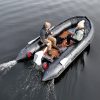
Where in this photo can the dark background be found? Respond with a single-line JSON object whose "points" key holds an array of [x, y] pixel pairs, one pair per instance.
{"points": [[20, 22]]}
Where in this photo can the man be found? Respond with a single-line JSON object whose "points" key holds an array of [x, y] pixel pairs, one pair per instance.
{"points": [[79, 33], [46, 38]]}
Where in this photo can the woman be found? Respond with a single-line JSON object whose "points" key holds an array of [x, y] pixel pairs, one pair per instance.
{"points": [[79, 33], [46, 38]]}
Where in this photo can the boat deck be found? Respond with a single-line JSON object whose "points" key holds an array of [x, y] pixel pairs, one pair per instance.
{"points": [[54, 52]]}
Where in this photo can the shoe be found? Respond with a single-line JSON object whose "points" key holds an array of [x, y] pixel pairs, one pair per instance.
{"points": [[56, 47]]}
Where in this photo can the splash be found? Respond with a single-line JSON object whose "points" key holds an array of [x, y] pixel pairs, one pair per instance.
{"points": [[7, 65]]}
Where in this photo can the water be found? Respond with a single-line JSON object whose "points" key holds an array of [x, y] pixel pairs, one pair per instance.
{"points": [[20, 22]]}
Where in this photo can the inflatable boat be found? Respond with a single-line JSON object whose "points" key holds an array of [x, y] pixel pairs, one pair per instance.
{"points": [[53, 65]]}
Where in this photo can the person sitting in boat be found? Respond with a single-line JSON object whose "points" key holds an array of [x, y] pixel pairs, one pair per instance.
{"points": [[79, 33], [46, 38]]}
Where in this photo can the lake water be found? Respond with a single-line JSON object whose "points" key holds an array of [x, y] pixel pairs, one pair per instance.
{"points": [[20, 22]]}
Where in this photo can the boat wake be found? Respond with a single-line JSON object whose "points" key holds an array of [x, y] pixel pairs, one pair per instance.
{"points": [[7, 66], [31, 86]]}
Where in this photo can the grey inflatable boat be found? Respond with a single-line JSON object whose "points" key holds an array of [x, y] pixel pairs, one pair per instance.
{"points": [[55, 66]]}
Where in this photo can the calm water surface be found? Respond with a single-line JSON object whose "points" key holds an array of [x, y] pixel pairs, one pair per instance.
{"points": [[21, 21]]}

---

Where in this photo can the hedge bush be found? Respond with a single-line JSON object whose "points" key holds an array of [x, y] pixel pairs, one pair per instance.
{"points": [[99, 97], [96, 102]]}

---

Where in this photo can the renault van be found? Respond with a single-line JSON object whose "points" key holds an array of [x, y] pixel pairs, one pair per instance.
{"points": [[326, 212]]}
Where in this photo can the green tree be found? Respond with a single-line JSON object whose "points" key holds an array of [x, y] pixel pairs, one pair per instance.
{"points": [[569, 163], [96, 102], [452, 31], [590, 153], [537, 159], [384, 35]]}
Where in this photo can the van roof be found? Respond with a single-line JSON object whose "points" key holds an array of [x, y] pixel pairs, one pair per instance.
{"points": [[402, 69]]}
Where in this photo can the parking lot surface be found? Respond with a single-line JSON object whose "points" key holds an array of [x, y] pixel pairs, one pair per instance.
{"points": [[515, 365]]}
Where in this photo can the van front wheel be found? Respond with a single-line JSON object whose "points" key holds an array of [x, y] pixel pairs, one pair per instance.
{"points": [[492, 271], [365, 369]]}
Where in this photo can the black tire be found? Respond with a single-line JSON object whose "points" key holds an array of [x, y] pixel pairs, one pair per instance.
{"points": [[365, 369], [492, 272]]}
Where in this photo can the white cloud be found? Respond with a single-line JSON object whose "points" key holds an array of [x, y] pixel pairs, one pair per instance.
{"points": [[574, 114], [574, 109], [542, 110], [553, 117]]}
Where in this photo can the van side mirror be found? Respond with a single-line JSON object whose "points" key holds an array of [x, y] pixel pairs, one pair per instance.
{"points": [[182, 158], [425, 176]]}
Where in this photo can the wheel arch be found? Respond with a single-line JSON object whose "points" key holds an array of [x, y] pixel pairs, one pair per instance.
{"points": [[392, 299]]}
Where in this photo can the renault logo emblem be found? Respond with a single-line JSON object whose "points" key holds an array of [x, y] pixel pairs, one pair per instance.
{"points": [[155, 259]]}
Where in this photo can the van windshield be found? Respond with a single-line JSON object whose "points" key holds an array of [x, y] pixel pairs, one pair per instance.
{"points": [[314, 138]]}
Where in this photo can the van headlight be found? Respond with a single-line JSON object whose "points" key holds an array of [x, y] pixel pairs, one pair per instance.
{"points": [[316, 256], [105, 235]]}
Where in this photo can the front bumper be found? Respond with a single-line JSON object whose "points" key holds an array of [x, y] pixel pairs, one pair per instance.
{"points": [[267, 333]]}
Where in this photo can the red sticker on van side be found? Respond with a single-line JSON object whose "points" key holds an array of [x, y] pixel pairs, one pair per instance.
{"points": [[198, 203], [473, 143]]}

• [Your objective]: Identify every row above that contains the string "inflatable" and copy each of those rows in full. Matching is case-sensitive.

• [Written response]:
Where in this photo can the inflatable boat be found? Respond with a single-line JSON object whose "points" key holds an array of [x, y] pixel pairs, one pair per instance.
Where in this photo can the grey inflatable boat be found? Respond with a single-line JSON object whose "points" key holds an array of [x, y] pixel pairs, one pair per instance.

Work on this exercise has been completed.